▸ Written task
Reproduce each of the items below word for word, keeping every line unchanged.

▸ Exercise material
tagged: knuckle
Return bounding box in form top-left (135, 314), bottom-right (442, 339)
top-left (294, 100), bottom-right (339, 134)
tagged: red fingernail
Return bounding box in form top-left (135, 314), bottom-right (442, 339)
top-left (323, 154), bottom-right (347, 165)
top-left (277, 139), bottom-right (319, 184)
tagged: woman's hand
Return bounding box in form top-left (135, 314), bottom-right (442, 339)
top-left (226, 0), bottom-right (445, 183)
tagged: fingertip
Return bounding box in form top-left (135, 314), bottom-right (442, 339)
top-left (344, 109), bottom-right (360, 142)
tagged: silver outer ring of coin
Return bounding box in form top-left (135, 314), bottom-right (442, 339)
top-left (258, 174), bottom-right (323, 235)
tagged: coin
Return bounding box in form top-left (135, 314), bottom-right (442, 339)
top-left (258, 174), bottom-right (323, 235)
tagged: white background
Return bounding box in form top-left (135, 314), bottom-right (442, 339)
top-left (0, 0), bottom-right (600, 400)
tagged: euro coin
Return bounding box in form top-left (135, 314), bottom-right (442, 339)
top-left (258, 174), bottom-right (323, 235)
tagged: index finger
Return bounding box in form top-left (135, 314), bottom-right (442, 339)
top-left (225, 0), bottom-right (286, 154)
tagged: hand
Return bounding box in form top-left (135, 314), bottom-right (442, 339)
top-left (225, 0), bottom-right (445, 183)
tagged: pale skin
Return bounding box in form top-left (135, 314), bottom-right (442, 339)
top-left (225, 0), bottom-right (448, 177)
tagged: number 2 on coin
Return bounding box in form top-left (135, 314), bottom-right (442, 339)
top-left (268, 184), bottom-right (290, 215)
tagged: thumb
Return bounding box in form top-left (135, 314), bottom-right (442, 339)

▸ Result of this exercise
tagged: knuckle
Return bounding box in form top-left (135, 314), bottom-right (442, 339)
top-left (294, 100), bottom-right (339, 134)
tagged: red fingernail
Return bounding box in form top-left (135, 314), bottom-right (442, 339)
top-left (323, 154), bottom-right (347, 165)
top-left (277, 139), bottom-right (319, 184)
tagged: woman's hand
Return bounding box in form top-left (135, 314), bottom-right (442, 339)
top-left (226, 0), bottom-right (445, 183)
tagged: fingertip
Return bounding box in form top-left (135, 314), bottom-right (442, 339)
top-left (344, 109), bottom-right (360, 142)
tagged: silver outer ring of coin
Return bounding box in form top-left (135, 314), bottom-right (442, 339)
top-left (258, 174), bottom-right (323, 235)
tagged: coin
Return bounding box in form top-left (135, 314), bottom-right (442, 339)
top-left (258, 174), bottom-right (323, 235)
tagged: white background
Return bounding box in form top-left (135, 314), bottom-right (442, 339)
top-left (0, 0), bottom-right (600, 400)
tagged: euro coin
Return bounding box in form top-left (135, 314), bottom-right (442, 339)
top-left (258, 174), bottom-right (323, 235)
tagged: index finger
Return bounding box in form top-left (135, 314), bottom-right (442, 339)
top-left (225, 0), bottom-right (286, 154)
tagged: hand
Return bounding box in form top-left (135, 314), bottom-right (442, 339)
top-left (225, 0), bottom-right (445, 183)
tagged: pale skin
Return bounding box in form top-left (135, 314), bottom-right (442, 339)
top-left (225, 0), bottom-right (448, 177)
tagged: number 2 on coin
Return bounding box in form top-left (135, 314), bottom-right (442, 339)
top-left (268, 184), bottom-right (290, 215)
tagged: thumb
Return bounding box in form top-left (135, 314), bottom-right (442, 339)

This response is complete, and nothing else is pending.